**Task requirements**
Your answer should be a faithful copy of the entire listing.

□ □ □ □

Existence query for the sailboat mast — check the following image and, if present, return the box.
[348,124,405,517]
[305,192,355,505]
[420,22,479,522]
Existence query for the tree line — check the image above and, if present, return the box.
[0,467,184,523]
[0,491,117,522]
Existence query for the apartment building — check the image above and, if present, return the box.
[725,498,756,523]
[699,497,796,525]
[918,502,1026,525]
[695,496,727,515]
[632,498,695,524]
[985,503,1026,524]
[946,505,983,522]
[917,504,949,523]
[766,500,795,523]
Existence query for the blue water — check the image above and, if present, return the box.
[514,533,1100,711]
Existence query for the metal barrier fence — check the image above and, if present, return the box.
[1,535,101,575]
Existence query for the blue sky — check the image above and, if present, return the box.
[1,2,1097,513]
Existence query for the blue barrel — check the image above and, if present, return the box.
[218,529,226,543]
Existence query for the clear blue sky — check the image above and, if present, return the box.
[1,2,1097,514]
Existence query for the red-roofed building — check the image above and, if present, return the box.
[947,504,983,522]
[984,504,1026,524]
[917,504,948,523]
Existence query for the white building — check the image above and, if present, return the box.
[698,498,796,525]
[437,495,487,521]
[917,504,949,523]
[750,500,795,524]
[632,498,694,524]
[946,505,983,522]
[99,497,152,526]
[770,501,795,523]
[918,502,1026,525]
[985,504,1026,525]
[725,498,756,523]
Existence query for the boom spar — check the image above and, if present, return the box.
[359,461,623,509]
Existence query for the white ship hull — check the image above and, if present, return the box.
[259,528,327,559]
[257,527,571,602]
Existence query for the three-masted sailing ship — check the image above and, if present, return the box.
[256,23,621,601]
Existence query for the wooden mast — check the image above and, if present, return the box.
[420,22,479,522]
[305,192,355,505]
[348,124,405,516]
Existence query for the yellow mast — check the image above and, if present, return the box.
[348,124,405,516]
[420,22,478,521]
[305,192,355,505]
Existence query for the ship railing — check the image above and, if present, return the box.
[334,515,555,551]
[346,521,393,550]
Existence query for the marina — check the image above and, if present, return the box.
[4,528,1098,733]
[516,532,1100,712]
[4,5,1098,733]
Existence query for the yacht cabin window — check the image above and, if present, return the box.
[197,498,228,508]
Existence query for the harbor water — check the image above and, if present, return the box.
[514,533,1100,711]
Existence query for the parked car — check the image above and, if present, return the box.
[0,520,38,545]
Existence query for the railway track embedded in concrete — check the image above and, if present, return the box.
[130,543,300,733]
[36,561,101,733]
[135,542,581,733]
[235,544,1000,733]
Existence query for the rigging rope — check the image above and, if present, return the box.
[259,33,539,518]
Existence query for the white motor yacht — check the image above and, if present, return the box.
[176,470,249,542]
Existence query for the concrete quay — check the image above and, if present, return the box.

□ □ □ □

**Output of the task**
Existence query for the sailboat mast — check the following image and, if present, return the box.
[348,124,405,517]
[305,192,355,505]
[420,22,479,522]
Existence query for the tree line — check the image above and, if present, return the box.
[0,467,184,523]
[0,491,117,522]
Existence query for the apartment building — check the image above and, if present, return the box.
[725,498,756,523]
[699,497,796,525]
[918,502,1026,525]
[695,496,727,515]
[632,498,695,524]
[985,503,1026,524]
[946,505,983,522]
[917,504,949,523]
[766,500,795,523]
Existence query for the blue water — check the image above and, if present, return the box.
[514,533,1100,711]
Existence query for the metal barrier fence — check the image above and, if present, return the box.
[1,535,101,575]
Existence query for the blue sky — check the image above and, if present, return the box.
[1,2,1097,513]
Existence query for the blue barrel — check the image above and, if present, return the box.
[218,529,226,543]
Existence query for the clear blue sky — check the image above and, if present, return the box.
[1,2,1097,514]
Existence query for the red-roofed building — check the image above and, if present, return the box.
[947,504,983,522]
[984,504,1026,524]
[917,504,948,523]
Existence query for the white building — check the image above and, if present, return the box.
[698,498,796,525]
[437,495,487,521]
[917,504,949,523]
[750,500,795,524]
[632,498,694,524]
[946,505,983,522]
[99,497,152,526]
[770,501,795,523]
[918,502,1026,525]
[985,504,1026,525]
[725,498,756,523]
Existence query for the boom spar — check the image above and, if present, return the box.
[359,461,623,509]
Existence query for the white ship hull — check the image above and, if present, return the box.
[259,528,327,559]
[257,527,571,602]
Existence query for the three-masted sailing ship — check the image above and, if present, return the box.
[256,23,621,601]
Existence query for the wooden mast — check the image above and, if present, return the box.
[420,22,479,522]
[305,192,355,505]
[348,124,405,516]
Existence query for the yellow mast — check the image above and, if present, return the box.
[348,124,405,516]
[420,22,478,521]
[305,192,355,505]
Existence query for the ship railing — check the image above and, if present, return the box.
[334,515,555,551]
[346,521,393,550]
Existence query for the marina — check the image above and, if present, return the box.
[4,528,1098,733]
[516,532,1100,712]
[4,5,1098,733]
Existence query for the yacht cabin window — check the image above and, if present, return the box.
[197,498,228,508]
Existence query for the harbor water — check the image above and, if present, return the box.
[514,533,1100,711]
Existence query for the parked car — check the image above and, if present, return the box.
[0,520,38,545]
Existence query for the railway track embedded in concrete — check the image above and, if present, return the box.
[130,543,300,733]
[36,561,101,733]
[135,542,581,733]
[235,544,1000,733]
Existence query for the rigging rope — check the image above and, if present, return the box.
[259,33,539,518]
Existence query for the white motor yacht — check the image above and, if present, return the box.
[176,470,249,542]
Existence query for the concrete quay — check the image above and, if present, return the box.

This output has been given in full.